* Objetivo do exercício
Reescreva os registros, pedidos incluídos, começando pela linha que contém "Query: man wearing glasses" e seguindo até o fim dos registros, com as duas pontas incluídas. Some -38 a cada coordenada das respostas e deixe todos os outros números como estão.

* Material
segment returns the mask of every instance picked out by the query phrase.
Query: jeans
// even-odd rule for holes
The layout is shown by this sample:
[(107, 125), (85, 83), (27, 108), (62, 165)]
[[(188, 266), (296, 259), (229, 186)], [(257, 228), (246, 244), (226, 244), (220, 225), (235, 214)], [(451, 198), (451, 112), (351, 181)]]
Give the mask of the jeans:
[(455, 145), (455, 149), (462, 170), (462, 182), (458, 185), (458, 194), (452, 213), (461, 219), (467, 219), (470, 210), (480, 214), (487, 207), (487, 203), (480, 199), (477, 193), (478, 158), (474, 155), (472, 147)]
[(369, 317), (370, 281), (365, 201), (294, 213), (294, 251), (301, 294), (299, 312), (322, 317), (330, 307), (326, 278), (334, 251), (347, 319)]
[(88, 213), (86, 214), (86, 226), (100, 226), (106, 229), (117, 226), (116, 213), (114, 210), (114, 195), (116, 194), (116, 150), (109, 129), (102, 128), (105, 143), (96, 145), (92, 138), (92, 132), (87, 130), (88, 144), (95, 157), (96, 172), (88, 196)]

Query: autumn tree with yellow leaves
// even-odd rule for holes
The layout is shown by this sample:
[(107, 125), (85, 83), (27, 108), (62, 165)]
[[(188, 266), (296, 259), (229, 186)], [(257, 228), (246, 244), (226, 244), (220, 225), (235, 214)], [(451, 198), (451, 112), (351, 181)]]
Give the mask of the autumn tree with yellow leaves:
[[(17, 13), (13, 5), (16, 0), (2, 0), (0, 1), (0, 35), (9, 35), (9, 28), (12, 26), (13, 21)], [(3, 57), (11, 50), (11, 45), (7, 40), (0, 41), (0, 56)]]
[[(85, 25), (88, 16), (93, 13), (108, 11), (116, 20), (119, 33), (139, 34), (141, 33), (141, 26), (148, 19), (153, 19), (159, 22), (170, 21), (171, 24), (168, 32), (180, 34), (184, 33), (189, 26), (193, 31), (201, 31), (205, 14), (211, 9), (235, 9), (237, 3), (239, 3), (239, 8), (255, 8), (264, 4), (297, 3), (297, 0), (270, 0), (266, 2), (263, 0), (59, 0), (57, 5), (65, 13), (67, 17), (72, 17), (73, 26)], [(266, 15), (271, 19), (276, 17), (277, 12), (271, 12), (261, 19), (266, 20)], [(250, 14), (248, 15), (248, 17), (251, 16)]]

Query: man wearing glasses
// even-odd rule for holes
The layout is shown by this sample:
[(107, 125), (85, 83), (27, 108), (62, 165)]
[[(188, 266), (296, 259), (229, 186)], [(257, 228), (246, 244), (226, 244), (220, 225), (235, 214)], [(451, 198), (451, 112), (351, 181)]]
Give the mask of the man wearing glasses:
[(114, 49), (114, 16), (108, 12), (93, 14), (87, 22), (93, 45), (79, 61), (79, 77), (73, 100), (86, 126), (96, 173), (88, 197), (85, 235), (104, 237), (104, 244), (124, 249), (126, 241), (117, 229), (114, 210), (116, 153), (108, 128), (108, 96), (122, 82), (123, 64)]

* Solução abaixo
Query: man wearing glasses
// even-odd rule for holes
The layout is shown by this sample:
[(107, 125), (85, 83), (27, 108), (62, 165)]
[[(188, 266), (296, 259), (229, 186)], [(257, 228), (246, 244), (226, 244), (220, 225), (235, 214)], [(451, 198), (451, 112), (351, 181)]]
Give the mask of the man wearing glasses:
[(76, 11), (76, -22), (70, -26), (55, -24), (49, -16), (55, 7), (41, 23), (41, 39), (35, 62), (48, 88), (58, 135), (50, 159), (47, 197), (66, 199), (66, 206), (86, 211), (88, 203), (79, 191), (76, 172), (78, 115), (70, 90), (70, 58), (84, 44), (85, 26)]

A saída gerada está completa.